Segment Start: Extract provided

Yes, just another victim of the NRA and the NFL.
.


----------



## RoadKing

I have to get in on this. I will start with a disclaimer, I don't like football, I have never watched an entire football game in my life and if football, baseball and basketball ended tomorrow I could not care less.

Now, I believe nothing Costas said was not pre-approved by the NFL or the team brass. It looks to me like a simple case of misdirection, by blaming the "gun" it makes the front page and goes viral on the internet so the anti-gun people will pick it up and run with it and keep it in the news. What this does is take the focus away from brain damage, steroids, player pressure, alcohol and drug use, all the things the NFL doesn't want discussed or publicized. We know an autopsy will be done and more information will come out, but this will be relegated to page six because the story will have run out of steam. Costas knows what side of the bread his butter's on, no way is he going to chance getting into a jam with his bosses by making an off the cuff statement. There is just too much money at stake here for any of this to be unchoreographed. Just my two cents.


----------



## mak2

Steroids can cause "rages" and TBI can too.  It has long been my theory when athletes do steroids and have lots of brain injury they exacerbate each other.  Costas needed to focus on domestic violence.  

By the way. the only place I have heard anything to do with race and this case is...
here.


----------



## Doc

RoadKing said:


> I have to get in on this. I will start with a disclaimer, I don't like football, I have never watched an entire football game in my life and if football, baseball and basketball ended tomorrow I could not care less.
> 
> Now, I believe nothing Costas said was not pre-approved by the NFL or the team brass. It looks to me like a simple case of misdirection, by blaming the "gun" it makes the front page and goes viral on the internet so the anti-gun people will pick it up and run with it and keep it in the news. What this does is take the focus away from brain damage, steroids, player pressure, alcohol and drug use, all the things the NFL doesn't want discussed or publicized. We know an autopsy will be done and more information will come out, but this will be relegated to page six because the story will have run out of steam. Costas knows what side of the bread his butter's on, no way is he going to chance getting into a jam with his bosses by making an off the cuff statement. There is just too much money at stake here for any of this to be unchoreographed. Just my two cents.


I do think that is a good 2 cents worth RK.  I had also thought Costas had approval from whoever his boss is before going on his rant.  With your take on it that helps it to make more sense why he might have done so.   Good post.


----------



## muleman RIP

Obama, Immelt, Costas. It all flows downhill and with it being NBC you can bet it was planned to stir public anxiety after a terrible incident. Look for more of this as they build a push against handguns. Soros will be behind the scenes as well. The U.N. treaty needs some fresh ammo too.


----------



## Dargo

mak2 said:


> I posted the comment in reply to the comment above.  I wasnt implying anything about liberals.
> 
> 
> 
> Now, when I start talking about race and point out the obvious, are you guys gonna get your panties in a wad and insist we get back on topic, as Kane already has at least once before you came in for reinforcements?

Segment End: Extract provided
Segment Start: Dataset content

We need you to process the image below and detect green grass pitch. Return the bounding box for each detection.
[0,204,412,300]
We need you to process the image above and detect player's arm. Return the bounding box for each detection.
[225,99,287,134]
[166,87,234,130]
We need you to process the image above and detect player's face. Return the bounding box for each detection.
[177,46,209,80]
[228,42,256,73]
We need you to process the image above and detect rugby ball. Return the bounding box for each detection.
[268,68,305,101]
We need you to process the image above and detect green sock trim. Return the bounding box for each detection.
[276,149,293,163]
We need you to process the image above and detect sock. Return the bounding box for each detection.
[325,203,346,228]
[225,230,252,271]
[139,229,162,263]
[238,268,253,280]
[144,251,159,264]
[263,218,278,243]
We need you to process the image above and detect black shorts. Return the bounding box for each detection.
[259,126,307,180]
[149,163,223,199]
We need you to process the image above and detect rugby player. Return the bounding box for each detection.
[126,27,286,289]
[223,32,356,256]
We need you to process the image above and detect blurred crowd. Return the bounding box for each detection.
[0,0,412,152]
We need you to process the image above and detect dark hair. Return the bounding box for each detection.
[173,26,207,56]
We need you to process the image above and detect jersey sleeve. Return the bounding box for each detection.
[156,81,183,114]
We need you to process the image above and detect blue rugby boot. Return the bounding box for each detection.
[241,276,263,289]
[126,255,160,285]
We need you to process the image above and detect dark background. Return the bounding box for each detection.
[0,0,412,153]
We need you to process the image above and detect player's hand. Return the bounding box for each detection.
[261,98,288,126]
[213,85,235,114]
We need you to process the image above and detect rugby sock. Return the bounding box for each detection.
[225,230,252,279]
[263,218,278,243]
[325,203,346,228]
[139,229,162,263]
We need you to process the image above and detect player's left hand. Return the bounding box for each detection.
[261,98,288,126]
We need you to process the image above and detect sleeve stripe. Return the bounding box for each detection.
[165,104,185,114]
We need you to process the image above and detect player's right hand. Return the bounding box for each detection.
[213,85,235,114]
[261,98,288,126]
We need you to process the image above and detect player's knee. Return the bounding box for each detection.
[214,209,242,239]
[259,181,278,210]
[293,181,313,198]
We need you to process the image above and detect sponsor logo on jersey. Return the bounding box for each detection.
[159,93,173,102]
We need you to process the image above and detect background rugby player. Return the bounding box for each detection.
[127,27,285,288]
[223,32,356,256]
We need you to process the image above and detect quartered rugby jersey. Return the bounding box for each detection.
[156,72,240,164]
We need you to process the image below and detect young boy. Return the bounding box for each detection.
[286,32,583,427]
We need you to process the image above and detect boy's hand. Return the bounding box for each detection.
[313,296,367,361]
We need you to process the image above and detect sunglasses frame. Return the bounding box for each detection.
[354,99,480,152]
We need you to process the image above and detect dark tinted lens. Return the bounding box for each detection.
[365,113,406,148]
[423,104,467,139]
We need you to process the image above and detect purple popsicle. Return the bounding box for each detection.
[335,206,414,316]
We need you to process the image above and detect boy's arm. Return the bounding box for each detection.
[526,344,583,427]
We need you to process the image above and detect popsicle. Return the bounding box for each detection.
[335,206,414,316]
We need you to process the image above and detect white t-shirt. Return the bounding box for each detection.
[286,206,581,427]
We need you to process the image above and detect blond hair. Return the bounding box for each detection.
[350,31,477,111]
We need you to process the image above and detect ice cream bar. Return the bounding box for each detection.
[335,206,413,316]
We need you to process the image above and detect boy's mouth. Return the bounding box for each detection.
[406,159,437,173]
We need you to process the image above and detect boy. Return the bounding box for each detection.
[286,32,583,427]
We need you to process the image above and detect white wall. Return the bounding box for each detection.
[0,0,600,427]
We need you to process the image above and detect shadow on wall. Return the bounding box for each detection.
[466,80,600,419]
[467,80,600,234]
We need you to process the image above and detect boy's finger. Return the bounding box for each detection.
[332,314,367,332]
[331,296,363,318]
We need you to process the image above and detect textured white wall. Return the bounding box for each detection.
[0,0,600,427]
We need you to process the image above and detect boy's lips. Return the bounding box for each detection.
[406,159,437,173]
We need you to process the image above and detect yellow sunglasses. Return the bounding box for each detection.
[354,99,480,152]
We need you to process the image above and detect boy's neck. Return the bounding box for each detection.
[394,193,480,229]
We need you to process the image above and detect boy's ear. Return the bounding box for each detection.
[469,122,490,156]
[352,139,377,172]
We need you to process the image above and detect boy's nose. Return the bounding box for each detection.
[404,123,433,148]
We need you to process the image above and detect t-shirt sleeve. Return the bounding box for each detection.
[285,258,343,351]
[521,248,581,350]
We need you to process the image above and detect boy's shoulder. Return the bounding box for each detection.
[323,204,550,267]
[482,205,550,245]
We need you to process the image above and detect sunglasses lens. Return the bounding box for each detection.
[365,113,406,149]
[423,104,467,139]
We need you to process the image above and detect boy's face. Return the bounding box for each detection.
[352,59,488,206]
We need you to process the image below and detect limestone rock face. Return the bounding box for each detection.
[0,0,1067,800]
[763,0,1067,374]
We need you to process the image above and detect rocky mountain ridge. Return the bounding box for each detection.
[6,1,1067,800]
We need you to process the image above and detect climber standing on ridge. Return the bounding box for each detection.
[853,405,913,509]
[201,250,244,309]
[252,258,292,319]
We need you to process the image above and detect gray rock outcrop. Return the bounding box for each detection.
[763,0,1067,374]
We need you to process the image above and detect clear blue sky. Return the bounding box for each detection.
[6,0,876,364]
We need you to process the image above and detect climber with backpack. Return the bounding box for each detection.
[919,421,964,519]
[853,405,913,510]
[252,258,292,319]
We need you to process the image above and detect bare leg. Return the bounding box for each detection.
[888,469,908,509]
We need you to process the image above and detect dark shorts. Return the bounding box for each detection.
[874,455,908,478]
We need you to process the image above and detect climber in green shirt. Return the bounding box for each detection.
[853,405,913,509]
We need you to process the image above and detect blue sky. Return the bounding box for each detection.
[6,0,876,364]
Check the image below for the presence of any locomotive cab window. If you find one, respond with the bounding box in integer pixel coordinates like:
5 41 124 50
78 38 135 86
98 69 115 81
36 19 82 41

Segment End: Dataset content

## Work order 1
Reproduce the forum thread word for word, from "Obama, Immelt, Costas." down to "fresh ammo too.".
## Work order 2
In the forum thread, what does mak2 say Costas needed to focus on?
## Work order 3
Go on with the forum thread about Costas and the NFL from the point where it stops.

## Output 1
Obama, Immelt, Costas. It all flows downhill and with it being NBC you can bet it was planned to stir public anxiety after a terrible incident. Look for more of this as they build a push against handguns. Soros will be behind the scenes as well. The U.N. treaty needs some fresh ammo too.

## Output 2
Domestic violence.

## Output 3
Now, now.  All I meant was that Costas is really in a pickle because everyone knows CNN is positively left leaning and attracts like minded people.  No problem.  That's no crime.  I just thought it refreshing that, IMHO, Costas thought he'd have die hard liberals come to his defense and clearly that isn't happening.  I worded my first post poorly since I was on my phone.  You and I have no disagreement here.  Race has nothing to do with the crime and I was simply commenting that I was pleased to see what I consider die hard liberals basically tell Costas to stuff it.  Good for them!


----------



## mak2

And I think I typed or meant to type radical and you thought I typed racial.  


Dargo said:


> Now, now.  All I meant was that Costas is really in a pickle because everyone knows CNN is positively left leaning and attracts like minded people.  No problem.  That's no crime.  I just thought it refreshing that, IMHO, Costas thought he'd have die hard liberals come to his defense and clearly that isn't happening.  I worded my first post poorly since I was on my phone.  You and I have no disagreement here.  Race has nothing to do with the crime and I was simply commenting that I was pleased to see what I consider die hard liberals basically tell Costas to stuff it.  Good for them!


----------



## Dargo

mak2 said:


> And I think I typed or meant to type radical and you thought I typed racial.



Cool.  You and I have no issue on the matter.  I think you'd agree with me that it's just a terrible tragedy that didn't have to happen and the focus isn't going to go where it belongs; helping the baby and expressing sympathy to the girlfriend's family as well as his family.

You may disagree with this part; I do not see him as a victim.  I've had 3 TBI's from motorcycle racing.  It's why I quit.  I never took roids even when wrestling in hs and college or lifting competitively, but I took boat loads of supplements.  Sure, I had a temper, but that runs in my family.  Being 6' tall weighing 230 or so, wearing 32" pants just made it easier for me to throw a tantrum without fear of anyone stopping me.  Still no excuse for bad behavior.  I think the worst I ever did was rip a drinking fountain off the wall and throw it down the steps because it quit working and I was really thirsty.  No humans were injured in that incident.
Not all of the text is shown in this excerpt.